Tasks to complete
1. From the long-term care insurance passage, duplicate the text starting at "Last month we" and ending at "under existing contracts.".
2. Translate this sentence from the long-term care insurance passage into Spanish: "The level of concern among professionals does seem to be directly related to the experiences each has had with claims filed on policies."
3. For each statement, answer yes or no according to the long-term care insurance passage, and quote the words that decide it. (a) Greg Olsen is a partner with Lenox Advisors in New York. (b) Olsen said the average age of Lenox clients is 58 to 60. (c) Statistics showed that most of the problems came from only a few companies.

── Source extract

Last month we looked at the public outcry over long-term care insurance and the resulting repercussions throughout the industry, as companies strove to overcome a public relations disaster from widespread coverage of alleged abuses by a few companies. You may recall that recent press coverage alleged severe problems, charging that some companies stalled on paying claims, in some cases until policyholders had died, or denied claims that were legitimate under existing contracts.
While statistics showed that most of the problems originated with only a few companies, the reaction of the press and public seemed to imply that the difficulties might be more widespread. We spoke with advisors and industry professionals, and found that abuses, while they may be confined to just a few insurers, have definitely created an atmosphere of concern–not only among the general public, but also among professionals who advise on the purchase of such policies and sell them to clients.
The level of concern among professionals does seem to be directly related to the experiences each has had with claims filed on policies. Greg Olsen, a partner with Lenox Advisors in New York, when asked how he felt when clients broached questions related to the recent news coverage, said, “We like when our clients bring it up because it actually accentuates the companies that were selling long-term care insurance before there was any standardization. Those are companies that are mostly out of business right now, and of course they’re not going to want to pay claims.”
However, Olsen also said that the average client age at Lenox was “not the [national] average of age 58 or 60; they’re more 45-48.” And when asked about Lenox’s clients’ experience with claims, he noted that the firm has “hundreds of clients with LTC policies in effect, with less than 2% in claim because of the young age of the client base.” Lenox uses it as a planning tool, he explains, to protect client assets against a possible future disability “that can cost them hundreds of thousands of dollars.”

────
── Listed records

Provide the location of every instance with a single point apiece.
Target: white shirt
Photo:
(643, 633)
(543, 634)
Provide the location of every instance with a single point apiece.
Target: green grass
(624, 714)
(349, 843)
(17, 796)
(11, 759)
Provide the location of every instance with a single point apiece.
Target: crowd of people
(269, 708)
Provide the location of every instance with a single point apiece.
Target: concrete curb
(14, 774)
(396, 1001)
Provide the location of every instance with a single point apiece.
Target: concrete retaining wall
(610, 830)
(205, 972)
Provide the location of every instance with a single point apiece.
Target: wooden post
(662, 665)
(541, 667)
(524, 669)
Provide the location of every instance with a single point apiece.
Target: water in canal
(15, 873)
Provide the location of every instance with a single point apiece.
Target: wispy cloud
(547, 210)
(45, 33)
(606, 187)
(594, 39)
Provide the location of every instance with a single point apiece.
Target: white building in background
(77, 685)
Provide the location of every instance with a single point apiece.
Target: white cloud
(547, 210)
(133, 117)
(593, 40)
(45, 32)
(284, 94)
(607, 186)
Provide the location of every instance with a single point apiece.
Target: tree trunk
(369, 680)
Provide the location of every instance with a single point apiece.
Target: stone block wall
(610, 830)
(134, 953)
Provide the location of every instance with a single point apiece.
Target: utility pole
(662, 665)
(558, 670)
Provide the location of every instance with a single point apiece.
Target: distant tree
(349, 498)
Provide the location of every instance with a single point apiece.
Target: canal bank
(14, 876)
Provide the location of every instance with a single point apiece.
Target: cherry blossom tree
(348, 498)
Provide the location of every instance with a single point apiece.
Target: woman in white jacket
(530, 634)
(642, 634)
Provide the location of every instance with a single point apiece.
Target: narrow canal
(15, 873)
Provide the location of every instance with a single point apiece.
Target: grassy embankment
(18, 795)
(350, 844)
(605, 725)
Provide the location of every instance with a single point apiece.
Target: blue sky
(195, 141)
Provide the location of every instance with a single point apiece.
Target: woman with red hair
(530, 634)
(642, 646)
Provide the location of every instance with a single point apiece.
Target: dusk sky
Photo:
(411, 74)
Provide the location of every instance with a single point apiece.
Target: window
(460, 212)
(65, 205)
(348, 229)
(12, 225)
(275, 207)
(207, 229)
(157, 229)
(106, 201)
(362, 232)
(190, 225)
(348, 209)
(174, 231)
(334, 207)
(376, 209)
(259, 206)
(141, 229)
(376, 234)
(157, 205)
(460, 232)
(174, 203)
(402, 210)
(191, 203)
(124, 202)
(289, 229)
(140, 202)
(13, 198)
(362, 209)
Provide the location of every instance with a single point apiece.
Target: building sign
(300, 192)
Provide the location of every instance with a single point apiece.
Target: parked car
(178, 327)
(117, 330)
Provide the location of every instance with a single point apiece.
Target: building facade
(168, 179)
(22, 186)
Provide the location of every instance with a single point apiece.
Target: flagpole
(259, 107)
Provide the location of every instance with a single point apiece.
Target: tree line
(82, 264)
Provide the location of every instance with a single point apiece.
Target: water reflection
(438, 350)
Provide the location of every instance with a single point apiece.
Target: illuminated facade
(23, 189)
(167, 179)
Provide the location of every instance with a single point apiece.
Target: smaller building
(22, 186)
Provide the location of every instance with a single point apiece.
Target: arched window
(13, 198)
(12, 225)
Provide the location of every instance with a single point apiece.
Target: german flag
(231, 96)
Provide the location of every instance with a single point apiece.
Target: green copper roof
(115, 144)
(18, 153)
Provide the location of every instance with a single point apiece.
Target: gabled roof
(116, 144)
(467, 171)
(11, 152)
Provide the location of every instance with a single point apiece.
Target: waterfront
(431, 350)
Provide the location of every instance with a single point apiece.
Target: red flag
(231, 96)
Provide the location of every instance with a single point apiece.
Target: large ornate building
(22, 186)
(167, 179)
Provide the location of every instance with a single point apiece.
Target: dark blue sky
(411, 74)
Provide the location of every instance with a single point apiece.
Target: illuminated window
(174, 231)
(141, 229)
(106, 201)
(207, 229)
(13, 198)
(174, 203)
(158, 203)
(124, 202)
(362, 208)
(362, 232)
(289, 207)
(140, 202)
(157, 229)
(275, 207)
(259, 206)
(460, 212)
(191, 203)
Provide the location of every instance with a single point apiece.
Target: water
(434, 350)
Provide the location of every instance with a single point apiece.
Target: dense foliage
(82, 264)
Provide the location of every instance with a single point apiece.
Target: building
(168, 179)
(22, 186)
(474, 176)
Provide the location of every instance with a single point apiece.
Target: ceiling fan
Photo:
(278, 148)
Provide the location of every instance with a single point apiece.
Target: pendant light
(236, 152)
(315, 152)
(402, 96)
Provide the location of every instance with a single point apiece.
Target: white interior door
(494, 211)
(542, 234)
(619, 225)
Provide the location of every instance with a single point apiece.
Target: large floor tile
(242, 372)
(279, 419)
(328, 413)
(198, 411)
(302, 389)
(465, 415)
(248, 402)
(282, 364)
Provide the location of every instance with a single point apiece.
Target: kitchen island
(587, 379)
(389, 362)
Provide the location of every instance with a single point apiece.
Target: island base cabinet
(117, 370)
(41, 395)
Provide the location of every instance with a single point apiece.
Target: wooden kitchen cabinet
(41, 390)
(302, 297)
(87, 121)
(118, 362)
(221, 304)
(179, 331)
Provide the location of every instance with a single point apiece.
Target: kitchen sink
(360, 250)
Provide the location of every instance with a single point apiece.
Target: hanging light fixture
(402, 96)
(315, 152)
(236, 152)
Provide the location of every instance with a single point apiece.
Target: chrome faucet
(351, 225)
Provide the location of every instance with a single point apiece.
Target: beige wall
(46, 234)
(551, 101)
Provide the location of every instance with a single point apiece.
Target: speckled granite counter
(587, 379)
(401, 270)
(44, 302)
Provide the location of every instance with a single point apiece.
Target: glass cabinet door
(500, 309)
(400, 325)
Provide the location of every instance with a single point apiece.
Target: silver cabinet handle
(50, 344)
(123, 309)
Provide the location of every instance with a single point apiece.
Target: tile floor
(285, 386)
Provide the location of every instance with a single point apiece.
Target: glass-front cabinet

────

Answers for this exercise
1.
Last month we looked at the public outcry over long-term care insurance and the resulting repercussions throughout the industry, as companies strove to overcome a public relations disaster from widespread coverage of alleged abuses by a few companies. You may recall that recent press coverage alleged severe problems, charging that some companies stalled on paying claims, in some cases until policyholders had died, or denied claims that were legitimate under existing contracts.

2. El nivel de preocupación entre los profesionales parece estar directamente relacionado con las experiencias que cada uno ha tenido con las reclamaciones presentadas sobre las pólizas.

3.
(a) Yes: "Greg Olsen, a partner with Lenox Advisors in New York"
(b) No: "not the [national] average of age 58 or 60; they’re more 45-48."
(c) Yes: "statistics showed that most of the problems originated with only a few companies"